■ **The tasks**:
1. Retype the stretch of the blade mode shape thread from "It sounds like" through "being more accurate).".
2. In the blade mode shape thread, which tool was used to derive the blade mode shapes when the NREL 5-MW turbine FAST models were first made?

-- Begin Document --

Re: NREL 5MW Blade Mode Shape

Postby Xiao.Sun » Mon Mar 16, 2015 1:39 pm

Problem solved. Set the rotation speed to zero

Jason.Jonkman
Posts: 5763
Joined: Thu Nov 03, 2005 4:38 pm
Location: Boulder, CO
Contact:

Re: NREL 5MW Blade Mode Shape

Postby Jason.Jonkman » Wed Mar 18, 2015 6:32 pm

Dear Xiao,

It sounds like you've now obtained satisfactory results, but I thought I'd provide a few comments.

First, when the NREL 5-MW turbine FAST models were first made, BModes was not yet available. Instead, we used the old Modes tool to derive the blade mode shapes; I would expect some differences between the resulting mode shapes between Modes and BModes (with BModes being more accurate).

Second, we typically derive mode shapes for FAST based on nominal operating conditions--e.g. rotor speed and pitch angle at rated speed, although you could check the sensitivity of the mode shapes for different operating conditions.

Third, the blade structural model in FAST v7 and the ElastoDyn module of FAST v8 only takes into account flapwise and edgewise bending (with no axial, torsional, or shear DOFs) for a straight beam of isotropic material with no mass or elastic offsets, and coupling arising only from structural pretwist. Moreover, the coupling due to structural pretwist is introduced in the model at runtime, but the specified mode shapes are expected to be entered separately for flap and edge. You are using BModes to derive mode shapes for FAST, so, you want the BModes model to be consistent with FAST. I suggest the following values in BModes when deriving blade mode shapes for FAST:

str_tw = 0 (to uncouple the derived flapwise and edgewise modes, which are then coupled through the structural pretwist specified in FAST)

-- End Document --
-- Begin Supplied information --

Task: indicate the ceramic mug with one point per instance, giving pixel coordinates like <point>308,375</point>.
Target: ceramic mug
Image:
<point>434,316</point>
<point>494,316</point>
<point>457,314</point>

-- End Supplied information --

■ **Responses to the exercise**:
1.
It sounds like you've now obtained satisfactory results, but I thought I'd provide a few comments.

First, when the NREL 5-MW turbine FAST models were first made, BModes was not yet available. Instead, we used the old Modes tool to derive the blade mode shapes; I would expect some differences between the resulting mode shapes between Modes and BModes (with BModes being more accurate).

2. The old Modes tool.